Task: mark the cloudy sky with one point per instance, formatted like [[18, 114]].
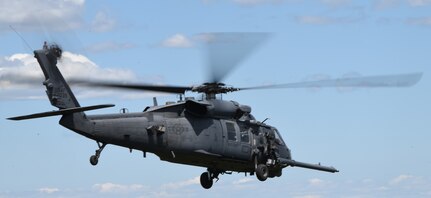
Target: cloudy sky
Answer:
[[377, 138]]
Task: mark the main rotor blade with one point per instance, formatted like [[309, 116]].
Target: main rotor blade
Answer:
[[226, 50], [400, 80], [147, 87]]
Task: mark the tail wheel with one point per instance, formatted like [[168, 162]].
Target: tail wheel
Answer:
[[94, 160], [262, 172], [206, 180]]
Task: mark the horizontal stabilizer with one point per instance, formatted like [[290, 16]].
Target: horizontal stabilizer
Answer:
[[61, 112], [289, 162]]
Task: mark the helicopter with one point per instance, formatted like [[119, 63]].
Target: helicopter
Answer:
[[221, 136]]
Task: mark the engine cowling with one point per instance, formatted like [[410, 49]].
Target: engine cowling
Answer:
[[217, 108]]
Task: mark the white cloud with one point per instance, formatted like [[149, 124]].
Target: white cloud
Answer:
[[308, 196], [102, 23], [109, 46], [37, 14], [328, 20], [117, 188], [48, 190], [315, 182], [181, 184], [20, 74], [177, 41]]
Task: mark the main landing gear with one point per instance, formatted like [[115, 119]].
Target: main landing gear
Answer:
[[207, 178], [94, 159]]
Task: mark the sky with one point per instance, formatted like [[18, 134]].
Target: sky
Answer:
[[377, 137]]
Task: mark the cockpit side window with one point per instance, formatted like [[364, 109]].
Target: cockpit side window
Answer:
[[278, 137], [231, 132], [244, 136]]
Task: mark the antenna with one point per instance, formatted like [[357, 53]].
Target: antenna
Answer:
[[22, 38]]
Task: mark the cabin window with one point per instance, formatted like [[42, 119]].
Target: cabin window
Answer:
[[231, 132]]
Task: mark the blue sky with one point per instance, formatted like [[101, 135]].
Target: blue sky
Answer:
[[377, 138]]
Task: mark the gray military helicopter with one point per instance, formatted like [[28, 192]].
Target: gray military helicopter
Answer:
[[222, 136]]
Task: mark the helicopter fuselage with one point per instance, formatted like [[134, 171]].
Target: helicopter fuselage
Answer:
[[175, 135]]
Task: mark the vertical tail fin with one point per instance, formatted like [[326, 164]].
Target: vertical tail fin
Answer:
[[58, 91]]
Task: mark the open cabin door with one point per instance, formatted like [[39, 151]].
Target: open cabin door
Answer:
[[236, 141]]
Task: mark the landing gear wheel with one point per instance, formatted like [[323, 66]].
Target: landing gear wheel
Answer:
[[206, 180], [94, 159], [262, 172]]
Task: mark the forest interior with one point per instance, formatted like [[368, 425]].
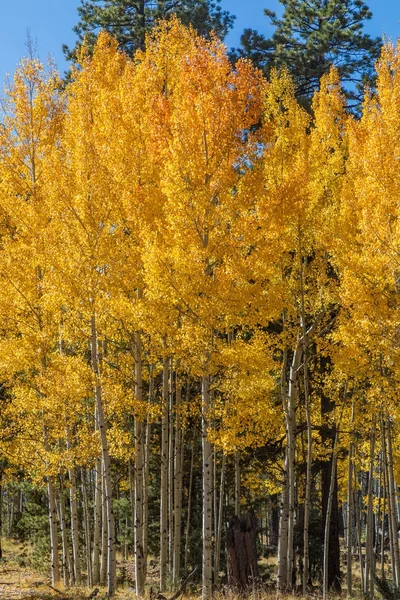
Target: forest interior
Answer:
[[199, 326]]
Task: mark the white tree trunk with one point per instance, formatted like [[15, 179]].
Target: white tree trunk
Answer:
[[369, 549], [111, 563], [218, 535], [73, 492], [55, 566], [64, 536], [164, 482], [177, 512], [283, 533], [207, 492], [392, 506], [97, 523], [139, 456], [86, 526], [328, 520], [146, 472], [237, 483], [189, 510], [350, 504]]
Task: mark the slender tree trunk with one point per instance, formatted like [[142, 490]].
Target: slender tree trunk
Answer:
[[383, 517], [139, 455], [218, 536], [307, 495], [164, 482], [107, 463], [237, 483], [177, 513], [328, 519], [170, 470], [104, 528], [207, 492], [350, 511], [73, 493], [393, 507], [189, 510], [97, 523], [146, 471], [64, 536], [369, 547], [86, 525], [291, 444], [358, 512], [55, 567], [283, 533], [282, 580]]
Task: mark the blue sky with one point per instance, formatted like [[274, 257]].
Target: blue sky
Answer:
[[51, 22]]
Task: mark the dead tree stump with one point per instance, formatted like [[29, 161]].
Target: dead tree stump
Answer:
[[241, 538]]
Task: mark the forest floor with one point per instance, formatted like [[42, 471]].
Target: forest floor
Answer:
[[21, 582]]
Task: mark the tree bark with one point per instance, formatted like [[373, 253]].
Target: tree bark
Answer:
[[139, 455], [164, 481], [97, 523], [325, 582], [55, 567], [177, 512], [106, 461], [207, 492]]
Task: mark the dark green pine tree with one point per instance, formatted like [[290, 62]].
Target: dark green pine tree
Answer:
[[312, 35], [129, 20]]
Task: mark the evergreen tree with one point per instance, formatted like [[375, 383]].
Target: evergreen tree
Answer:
[[128, 20], [312, 35]]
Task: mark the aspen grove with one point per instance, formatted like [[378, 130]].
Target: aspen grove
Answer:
============
### What this task involves
Every entry above needs to be copied exactly, and no pictures go with it.

### Output
Task: mark the cloudy sky with one point per instance, formatted like [[18, 114]].
Target: cloudy sky
Answer:
[[377, 138]]
Task: mark the main rotor blade with one point per instance, formatted like [[309, 116]].
Target: main rotor blade
Answer:
[[226, 50], [400, 80], [147, 87]]
Task: mark the tail wheel with one point per instance, formatted like [[168, 162]].
Target: tail wheel
Answer:
[[94, 160], [262, 172], [206, 180]]
Task: mark the horizontal stabilizer with one point per instance, formatted like [[290, 16]].
Target: horizontal stabilizer
Answer:
[[61, 112], [289, 162]]
Task: mark the helicopter with one point per instance, formatted like [[119, 63]].
Target: helicopter
Answer:
[[221, 136]]
Task: mark the engine cowling with one point per instance, formatted like [[410, 49]].
Target: engine cowling
Answer:
[[217, 108]]
Task: mark the white cloud with one point per instance, formatted like [[149, 124]].
Target: white cloud
Answer:
[[308, 196], [102, 23], [109, 46], [37, 14], [328, 20], [117, 188], [48, 190], [315, 182], [181, 184], [20, 74], [177, 41]]
Task: mark the main landing gear with one point per instance, formatted like [[115, 119]].
Target: main landing gear
Answer:
[[207, 178], [94, 159]]
Task: mark the sky with one point per instance, formatted like [[18, 134]].
Target: sky
Answer:
[[377, 137]]
Task: mark the cockpit side window with one point per instance, formatted like [[364, 109]].
Target: cockpit side window
Answer:
[[278, 137], [231, 132], [244, 136]]
Task: mark the antenna with one point per instance, formatted like [[357, 53]].
Target: antenna
Answer:
[[22, 38]]
Task: mark the cabin window with one point per instance, formatted like [[42, 119]].
Target: cabin window
Answer:
[[231, 132]]
Task: mark the blue sky with one point per instance, formatted like [[101, 135]].
Target: blue sky
Answer:
[[377, 138]]
Task: mark the gray military helicopter with one point per instance, formatted like [[28, 192]].
Target: gray military helicopter
Answer:
[[222, 136]]
Task: mark the helicopter fuselage with one point per instance, formatted like [[134, 171]].
Target: helicopter fuselage
Answer:
[[175, 135]]
Task: mark the vertical tail fin with one point per instance, formatted like [[326, 164]].
Target: vertical tail fin
Answer:
[[58, 91]]
Task: mark the open cabin door with one point per instance, formatted like [[39, 151]].
Target: open cabin door
Answer:
[[236, 141]]
Task: mark the landing gear wheel with one point per instance, formatted like [[323, 66]].
Target: landing gear wheel
Answer:
[[206, 180], [94, 159], [262, 172]]
Task: mark the forest interior with one point per instance, formatted like [[368, 425]].
Target: forest interior
Answer:
[[199, 326]]
Task: mark the white tree trunk with one point per instance, formatted like [[15, 179]].
Target: white tree trunk
Answer:
[[369, 549], [111, 563], [218, 535], [73, 492], [55, 566], [64, 536], [164, 482], [177, 512], [283, 533], [207, 492], [392, 506], [97, 523], [139, 456], [86, 526], [328, 520], [146, 472], [237, 483], [189, 510], [350, 504]]
Task: mark the slender tree trunk with one point per instance, formatted like [[142, 490]].
Target: slender tree trunk
Answer:
[[383, 517], [139, 455], [218, 536], [307, 495], [164, 482], [107, 463], [237, 483], [177, 513], [328, 519], [170, 470], [104, 528], [207, 492], [350, 511], [73, 493], [393, 507], [189, 510], [97, 523], [146, 471], [64, 536], [369, 547], [86, 525], [291, 444], [358, 512], [55, 567], [283, 533], [282, 580]]
Task: mark the blue sky with one point per instance, formatted like [[274, 257]].
Target: blue sky
Answer:
[[51, 22]]
Task: mark the dead tree stump with one point per instance, formatted like [[29, 161]].
Target: dead tree stump
Answer:
[[241, 538]]
Task: mark the forest floor with one point per instance, formatted like [[42, 471]].
Target: forest floor
Answer:
[[21, 582]]
Task: mark the tree bark with one point per instance, formatted like [[373, 253]].
Target: tree bark
Answer:
[[139, 455], [164, 481], [97, 523], [325, 582], [55, 567], [177, 512], [106, 461], [207, 492]]
Task: mark the dark green pine tree with one point per instance, formatted like [[290, 62]].
Target: dark green pine tree
Answer:
[[312, 35], [129, 20]]
Task: mark the evergreen tree with one point per instance, formatted like [[375, 383]].
Target: evergreen tree
Answer:
[[128, 20], [312, 35]]
Task: mark the aspen grove with one point per instance, formatted like [[378, 130]].
Target: aspen grove
Answer:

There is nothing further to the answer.